**DATASET CONTENT**:

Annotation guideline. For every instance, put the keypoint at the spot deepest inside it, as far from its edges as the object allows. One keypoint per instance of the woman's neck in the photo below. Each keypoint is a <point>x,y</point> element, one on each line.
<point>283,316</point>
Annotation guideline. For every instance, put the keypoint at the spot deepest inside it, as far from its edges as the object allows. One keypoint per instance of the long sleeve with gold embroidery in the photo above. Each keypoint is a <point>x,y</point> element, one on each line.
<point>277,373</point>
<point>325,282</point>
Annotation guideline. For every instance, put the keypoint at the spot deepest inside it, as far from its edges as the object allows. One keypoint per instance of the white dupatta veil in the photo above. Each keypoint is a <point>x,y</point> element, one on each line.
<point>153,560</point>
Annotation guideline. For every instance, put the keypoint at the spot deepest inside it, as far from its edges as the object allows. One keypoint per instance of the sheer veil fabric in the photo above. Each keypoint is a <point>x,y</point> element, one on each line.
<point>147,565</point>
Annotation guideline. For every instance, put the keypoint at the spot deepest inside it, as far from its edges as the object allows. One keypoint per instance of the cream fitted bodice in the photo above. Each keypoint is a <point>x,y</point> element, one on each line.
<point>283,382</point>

**TASK STATEMENT**: Print each entry exactly as it appears above.

**YOUR SOLUTION**:
Annotation guideline. For every instance, put the keypoint at the spot deepest inside it, as far from its edges as the object allows. One keypoint per instance of the woman's neck in the photo below. Each keypoint is a <point>x,y</point> element, one on each line.
<point>283,316</point>
Annotation guideline. For every instance, put the keypoint at the spot deepest inside it, as far from its edges as the object allows. One keypoint per instance of the long sleeve with gold embroidery in the photo above. Each keypoint is a <point>x,y</point> element, one on each line.
<point>277,373</point>
<point>325,282</point>
Annotation guideline. For every instance, put the keypoint at the spot deepest inside it, as far from its edges as the object allows. One keypoint per instance of the white dupatta veil in the photo above. Each keypoint is a <point>x,y</point> element, one on each line.
<point>153,560</point>
Annotation guideline. For every instance, put the keypoint at the spot deepest inside it, as far from its edges as the object allows. One keypoint per instance of the sheer veil fabric in the photo above. Each keypoint is a <point>x,y</point> element, one on each line.
<point>147,565</point>
Annotation guideline. For every instance, put the keypoint at the spot deepest inside it, as far from its edges as the object allows. One keypoint per instance of the cream fitted bodice in the photo above. Each keypoint is a <point>x,y</point> element, one on each line.
<point>283,382</point>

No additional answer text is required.